Extrait du texte ::
..............................

Je crains par ailleurs que le recrutement des jeunes par les seuls établissements ne contribue à les enfermer dans le quartier où ils habitent et où ils ont été scolarisés. La diversification du recrutement et son extension géographique leur permettraient au contraire de découvrir d’autres villes et favoriserait la mixité. J’ai déposé un amendement à ce sujet.

Ces jeunes ne sont pas encore enseignants, mais poursuivent une formation pour le devenir ; afin d’éviter tout effet d’aubaine, ils ne doivent donc pas être autorisés à remplacer un enseignant souffrant, mais exercer d’autres tâches qui restent à définir. Il en va de même de leur temps de travail, dont le texte se borne à indiquer qu’il ne doit pas être supérieur à la durée légale. Un autre de nos amendements vise à en préciser la durée maximale afin de préserver le temps nécessaire à l’étude.

C’est dans un esprit résolument constructif que le groupe GDR propose ces amendements. Nous nous prononcerons sur l’ensemble du texte à l’issue de la discussion des articles, mais nous émettrons un avis favorable à l’adoption de l’article 2.

M. Pascal Deguilhem. Comme l’a souligné M. Yves Durand, la réforme du recrutement et de la formation des enseignants qu’implique la rénovation de l’école ne se limitera pas au dispositif des emplois d’avenir professeur. Que notre collègue Reiss, en particulier, se rassure : celui-ci ne constitue, nous l’avons dit, qu’une forme de pré-recrutement.

Combien d’étudiants issus de milieux défavorisés ou de zones sensibles doivent interrompre des études universitaires, parfois engagées au prix de lourds sacrifices, faute de pouvoir les concilier avec les « petits boulots » insatisfaisants qui leur apportent une indispensable rémunération ? Si rupture d’égalité il y a, et il est légitime de s’en inquiéter, c’est parce que l’on a élevé le recrutement au niveau du master sans prévoir le moindre dispositif pour venir en aide à ces jeunes. Il est donc urgent d’inverser ce processus. C’est ce que tente de faire le texte, sans prétendre panser toutes les blessures dont les jeunes, mais aussi l’école, ont été victimes.

Madame la rapporteure pour avis, le texte indique-t-il assez précisément que la rémunération des bénéficiaires comportera trois parties – les 400 euros dont vous avez parlé, une bourse spécifique et une part variable qui dépendra de l’échelon de la bourse universitaire ? D’autre part, un dispositif de recrutement au niveau académique, au-delà des seuls établissements publics locaux d’enseignement, ne permettrait-il pas d’écarter le risque d’enfermement évoqué par Mme Marie-George Buffet ?

M. Malek Boutih. Ce dernier point est essentiel. De nombreuses zones défavorisées souffrent de leur enclavement. La nouvelle génération d’étudiants qui se prépare à rejoindre, pour y enseigner, l’école de la République, doit bénéficier de la tradition républicaine du mélange et de la confrontation. Ils en tireront profit tout autant que les établissements concernés et leurs élèves.

..............................

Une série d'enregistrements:
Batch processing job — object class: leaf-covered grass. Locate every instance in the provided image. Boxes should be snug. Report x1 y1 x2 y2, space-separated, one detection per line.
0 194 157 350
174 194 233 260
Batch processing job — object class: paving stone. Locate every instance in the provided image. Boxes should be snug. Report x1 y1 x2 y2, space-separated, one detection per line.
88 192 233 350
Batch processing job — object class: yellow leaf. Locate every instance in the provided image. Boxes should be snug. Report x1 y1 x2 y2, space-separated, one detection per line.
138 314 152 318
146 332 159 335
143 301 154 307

..............................

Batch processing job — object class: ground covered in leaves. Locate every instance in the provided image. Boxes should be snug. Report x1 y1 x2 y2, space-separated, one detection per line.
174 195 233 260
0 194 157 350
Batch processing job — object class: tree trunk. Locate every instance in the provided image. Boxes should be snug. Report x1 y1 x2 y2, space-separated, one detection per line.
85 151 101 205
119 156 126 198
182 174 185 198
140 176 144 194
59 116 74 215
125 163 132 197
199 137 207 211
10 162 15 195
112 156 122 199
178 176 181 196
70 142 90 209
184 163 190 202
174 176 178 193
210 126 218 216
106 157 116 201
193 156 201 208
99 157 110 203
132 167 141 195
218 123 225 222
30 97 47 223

..............................

Consigne :: Traduisez en anglais la phrase « De nombreuses zones défavorisées souffrent de leur enclavement. », tirée de l'extrait du débat sur les emplois d'avenir professeur. Cette liste provient d'une autre source.

Réponse :: Many disadvantaged areas suffer from their isolation.